工作说明: 把下面所有条目一字不差地重打一遍，不要做任何改动。

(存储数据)
----

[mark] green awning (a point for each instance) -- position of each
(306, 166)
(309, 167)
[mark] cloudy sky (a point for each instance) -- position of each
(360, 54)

----

任务结果:
[mark] green awning (a point for each instance) -- position of each
(306, 166)
(309, 167)
[mark] cloudy sky (a point for each instance) -- position of each
(360, 54)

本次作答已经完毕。